*WHAT TO DO*.
The expected output is every entry, copied exactly.

===============

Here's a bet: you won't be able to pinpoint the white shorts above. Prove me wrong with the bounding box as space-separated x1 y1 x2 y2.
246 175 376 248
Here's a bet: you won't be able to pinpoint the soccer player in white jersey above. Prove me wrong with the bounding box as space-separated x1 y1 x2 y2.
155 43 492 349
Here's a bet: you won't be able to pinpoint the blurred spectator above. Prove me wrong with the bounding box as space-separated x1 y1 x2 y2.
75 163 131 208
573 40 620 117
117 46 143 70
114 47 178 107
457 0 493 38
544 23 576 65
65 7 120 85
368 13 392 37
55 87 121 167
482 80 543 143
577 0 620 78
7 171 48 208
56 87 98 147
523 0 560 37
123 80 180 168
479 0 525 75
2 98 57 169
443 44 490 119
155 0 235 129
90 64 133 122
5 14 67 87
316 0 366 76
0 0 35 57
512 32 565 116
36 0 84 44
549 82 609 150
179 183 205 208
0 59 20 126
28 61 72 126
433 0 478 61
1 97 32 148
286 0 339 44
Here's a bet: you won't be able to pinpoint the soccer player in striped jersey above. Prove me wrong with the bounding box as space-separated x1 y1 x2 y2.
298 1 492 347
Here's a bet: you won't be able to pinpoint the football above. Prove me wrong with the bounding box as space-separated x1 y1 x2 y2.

===============

*ANSWER SPACE*.
Here's a bet: you won't be able to pinpoint the white shorts above. Prove me wrong with the bounding box as space-separated x1 y1 x2 y2.
246 175 376 248
Here's a bet: you won't be able to pinpoint the soccer player in white jersey above. Prove me wrong with the bounding box as space-separated x1 y1 x2 y2.
155 43 492 349
Here's a bet: you won't be able to pinpoint the blurred spectator above. Prove me wrong with the bounding box as space-separated x1 y1 x2 y2.
75 163 131 208
573 40 620 117
117 46 143 70
114 47 178 107
457 0 493 38
544 23 576 65
65 7 120 85
368 13 392 37
55 87 121 167
482 80 543 143
577 0 620 78
7 171 48 208
56 87 98 147
523 0 560 37
123 80 180 168
479 0 525 75
2 98 57 169
443 44 490 119
155 0 235 129
90 64 133 122
5 14 67 87
316 0 366 76
0 0 35 57
512 32 565 116
36 0 84 44
549 82 609 150
179 183 205 208
0 59 20 126
28 61 72 126
433 0 478 61
1 97 32 148
286 0 339 44
Here's a bet: you won't be able to pinpoint the soccer player in striped jersey above. Prove me wrong with the bounding box as space-separated x1 y1 x2 y2.
298 1 492 347
Here's a bet: you won't be able to pinpoint the football above. Prove me wrong with the bounding box as space-separated x1 y1 x2 y2.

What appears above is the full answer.